YOUR TASK
Copy out every line of the listing below without changing anything.

DATASET RECORDS
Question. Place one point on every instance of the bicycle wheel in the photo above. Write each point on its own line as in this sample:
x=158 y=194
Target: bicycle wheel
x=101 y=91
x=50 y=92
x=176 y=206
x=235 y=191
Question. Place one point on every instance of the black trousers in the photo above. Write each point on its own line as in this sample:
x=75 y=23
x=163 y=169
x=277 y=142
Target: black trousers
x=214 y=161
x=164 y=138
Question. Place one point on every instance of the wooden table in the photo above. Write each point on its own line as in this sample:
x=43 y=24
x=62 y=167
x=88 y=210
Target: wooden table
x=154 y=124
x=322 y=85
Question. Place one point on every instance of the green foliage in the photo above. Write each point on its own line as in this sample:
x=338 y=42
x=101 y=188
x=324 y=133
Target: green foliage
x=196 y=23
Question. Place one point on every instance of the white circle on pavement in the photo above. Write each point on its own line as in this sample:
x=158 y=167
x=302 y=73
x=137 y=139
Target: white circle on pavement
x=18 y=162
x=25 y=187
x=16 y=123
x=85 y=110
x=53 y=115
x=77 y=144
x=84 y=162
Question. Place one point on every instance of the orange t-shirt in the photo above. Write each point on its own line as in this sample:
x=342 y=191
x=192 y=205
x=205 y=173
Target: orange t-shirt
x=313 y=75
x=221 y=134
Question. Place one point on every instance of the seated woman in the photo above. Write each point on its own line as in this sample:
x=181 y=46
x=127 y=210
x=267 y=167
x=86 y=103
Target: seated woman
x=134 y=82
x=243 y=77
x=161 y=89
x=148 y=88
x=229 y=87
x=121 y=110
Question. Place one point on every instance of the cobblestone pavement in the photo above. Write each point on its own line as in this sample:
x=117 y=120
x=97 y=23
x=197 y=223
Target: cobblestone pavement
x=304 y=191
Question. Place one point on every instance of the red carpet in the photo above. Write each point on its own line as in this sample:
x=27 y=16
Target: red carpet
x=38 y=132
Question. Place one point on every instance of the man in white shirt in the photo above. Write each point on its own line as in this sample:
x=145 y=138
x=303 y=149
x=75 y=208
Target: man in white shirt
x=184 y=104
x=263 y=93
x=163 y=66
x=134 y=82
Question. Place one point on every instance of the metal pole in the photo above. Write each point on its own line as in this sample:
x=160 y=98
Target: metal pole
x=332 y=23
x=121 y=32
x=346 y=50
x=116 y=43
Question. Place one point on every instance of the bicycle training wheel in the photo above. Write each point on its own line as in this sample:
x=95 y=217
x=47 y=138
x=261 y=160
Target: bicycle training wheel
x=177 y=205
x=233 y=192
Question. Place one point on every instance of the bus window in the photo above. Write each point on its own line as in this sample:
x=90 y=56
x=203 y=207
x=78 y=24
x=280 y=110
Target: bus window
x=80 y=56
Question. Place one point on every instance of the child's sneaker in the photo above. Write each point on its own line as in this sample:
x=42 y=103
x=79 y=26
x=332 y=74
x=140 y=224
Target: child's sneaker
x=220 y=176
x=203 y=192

RESPONSE BELOW
Question. Place one point on every instance of the bicycle wheel in the photo above. Write each point on its own line as in this sample:
x=158 y=194
Target: bicycle wheel
x=101 y=91
x=50 y=92
x=176 y=206
x=235 y=191
Question. Place one point on every instance of the black trousers in the photo above. Write each point on its own line as in this sample:
x=75 y=23
x=163 y=169
x=277 y=142
Target: black trousers
x=214 y=161
x=164 y=138
Question. Place one point on every instance of the wooden table in the photo above. Write each point on its own line as in this sample:
x=43 y=24
x=62 y=167
x=88 y=210
Target: wooden table
x=154 y=124
x=322 y=85
Question. Place one point on every instance of the green foliage in the photo above. Write each point on its own line as in this sample:
x=338 y=42
x=101 y=188
x=324 y=133
Target: green foliage
x=196 y=23
Question. Place one point on every instance of the white circle on pavement in the photo above. Write each point on its own line as in this sample:
x=158 y=167
x=302 y=73
x=137 y=139
Target: white circle on pavement
x=18 y=162
x=25 y=187
x=16 y=123
x=85 y=110
x=53 y=115
x=77 y=144
x=84 y=162
Question. Place one point on every instance of the orange t-shirt in the photo above. Write each point on its own line as in this sample:
x=342 y=191
x=192 y=205
x=205 y=173
Target: orange t-shirt
x=313 y=75
x=221 y=134
Question. Place one point on every instance of the seated woman in the photo above. Write each point on its own line as in this sample:
x=181 y=46
x=127 y=210
x=267 y=167
x=86 y=103
Target: seated woman
x=134 y=82
x=243 y=77
x=161 y=89
x=148 y=88
x=229 y=87
x=121 y=110
Question. Place one point on every instance of the cobblestone pavement in the photo above. Write each point on its own line as in this sample:
x=117 y=120
x=97 y=23
x=197 y=223
Target: cobblestone pavement
x=304 y=191
Question. Place one point on every instance of the red carpet in the photo above. Write each point on its own line as in this sample:
x=27 y=16
Target: red carpet
x=38 y=132
Question. Place one point on every instance of the man in white shirt in the photo above. Write each point on its own line as in this sample:
x=145 y=138
x=303 y=149
x=75 y=208
Target: man in white shirt
x=184 y=104
x=263 y=93
x=163 y=66
x=134 y=82
Question. Place one point on every instance of the metal pole in the photo above. Write each point on its own line as in this sample:
x=160 y=98
Target: metal pole
x=332 y=23
x=121 y=32
x=346 y=50
x=116 y=43
Question. Place one point on every instance of the bicycle training wheel in the photo above. Write each point on its own line as in this sample:
x=95 y=217
x=47 y=138
x=261 y=160
Target: bicycle training wheel
x=177 y=205
x=233 y=192
Question. Place one point on every instance of the bus window in the photo above. Write each point on its own line as in this sample:
x=90 y=56
x=203 y=207
x=78 y=24
x=280 y=110
Target: bus window
x=80 y=56
Question. Place one point on every instance of the child's sneaker in the photo above. Write each point on its own line as in this sample:
x=42 y=103
x=79 y=26
x=332 y=74
x=140 y=224
Target: child's sneaker
x=220 y=176
x=203 y=192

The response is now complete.